__Tâche demandée 1__: Recopiez à l'identique le passage du texte sur les Jeux olympiques de Paris qui commence aux mots « Sérieusement, que s’est-il » et s'arrête après « truc de dingue ? ».
__Tâche demandée 2__: Renvoyez chaque ligne de la liste qui contient le mot « wooden ». La casse compte.
+++ Texte fourni
Sérieusement, que s’est-il donc passé cet été en France ? Vous avez, forcément, toutes et tous vu ces scènes incroyables de liesse et de passion à l’occasion des Jeux olympiques de Paris. Vous avez entendu hurler tous ces stades derrière des championnes et des champions. Et pas que pour des athlètes de l’équipe de France. Vous avez vu ces foules en joie, parfois l’œil humide (sacrée « poussière »), et toujours si enthousiastes. Vous avez lu ces commentaires sur des forces de l’ordre aimables et serviables. Vous avez, si vous étiez à Paris, pris sans encombre, et malgré la foule, des transports en commun fiables. Dites-moi, nom de nom, mais c’était quoi ce truc de dingue ?
++++++
+++ La liste
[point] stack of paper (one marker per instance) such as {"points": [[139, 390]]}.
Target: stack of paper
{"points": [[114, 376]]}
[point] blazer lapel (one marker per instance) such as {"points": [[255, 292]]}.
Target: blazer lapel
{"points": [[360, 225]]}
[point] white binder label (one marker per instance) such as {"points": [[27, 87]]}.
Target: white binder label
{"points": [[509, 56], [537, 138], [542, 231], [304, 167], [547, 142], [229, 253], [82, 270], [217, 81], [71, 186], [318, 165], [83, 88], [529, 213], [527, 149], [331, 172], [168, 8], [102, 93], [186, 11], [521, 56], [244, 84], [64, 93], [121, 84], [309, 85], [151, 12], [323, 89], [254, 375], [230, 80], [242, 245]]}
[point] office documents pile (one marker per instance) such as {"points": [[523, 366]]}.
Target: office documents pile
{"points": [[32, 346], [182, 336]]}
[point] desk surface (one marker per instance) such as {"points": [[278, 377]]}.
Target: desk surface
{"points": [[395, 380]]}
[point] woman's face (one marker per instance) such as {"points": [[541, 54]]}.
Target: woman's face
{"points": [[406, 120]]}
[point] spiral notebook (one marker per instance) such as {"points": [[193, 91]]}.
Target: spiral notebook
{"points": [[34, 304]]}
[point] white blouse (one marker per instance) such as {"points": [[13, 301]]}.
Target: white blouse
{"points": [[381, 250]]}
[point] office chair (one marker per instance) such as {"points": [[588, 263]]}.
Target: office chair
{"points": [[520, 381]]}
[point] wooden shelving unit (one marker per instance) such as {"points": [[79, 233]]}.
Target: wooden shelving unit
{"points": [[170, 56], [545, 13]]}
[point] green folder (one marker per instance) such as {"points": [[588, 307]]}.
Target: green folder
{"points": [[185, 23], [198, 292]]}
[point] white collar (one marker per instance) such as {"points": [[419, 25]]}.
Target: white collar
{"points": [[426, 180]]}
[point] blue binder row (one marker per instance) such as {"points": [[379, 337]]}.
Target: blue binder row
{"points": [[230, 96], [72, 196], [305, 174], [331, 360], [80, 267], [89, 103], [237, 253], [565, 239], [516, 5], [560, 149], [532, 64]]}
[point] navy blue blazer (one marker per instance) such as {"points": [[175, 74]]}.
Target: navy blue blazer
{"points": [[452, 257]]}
++++++
+++ La liste
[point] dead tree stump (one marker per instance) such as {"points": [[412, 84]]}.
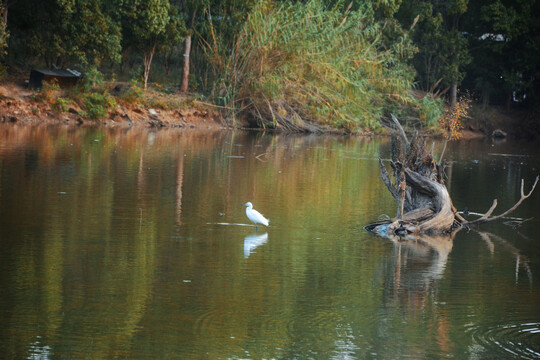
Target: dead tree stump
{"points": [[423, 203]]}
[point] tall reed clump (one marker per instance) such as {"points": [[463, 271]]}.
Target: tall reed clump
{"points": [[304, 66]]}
++++++
__Réponse rédigée 1__:
Sérieusement, que s’est-il donc passé cet été en France ? Vous avez, forcément, toutes et tous vu ces scènes incroyables de liesse et de passion à l’occasion des Jeux olympiques de Paris. Vous avez entendu hurler tous ces stades derrière des championnes et des champions. Et pas que pour des athlètes de l’équipe de France. Vous avez vu ces foules en joie, parfois l’œil humide (sacrée « poussière »), et toujours si enthousiastes. Vous avez lu ces commentaires sur des forces de l’ordre aimables et serviables. Vous avez, si vous étiez à Paris, pris sans encombre, et malgré la foule, des transports en commun fiables. Dites-moi, nom de nom, mais c’était quoi ce truc de dingue ?

__Réponse rédigée 2__:
[point] wooden shelving unit (one marker per instance) such as {"points": [[79, 233]]}.
Target: wooden shelving unit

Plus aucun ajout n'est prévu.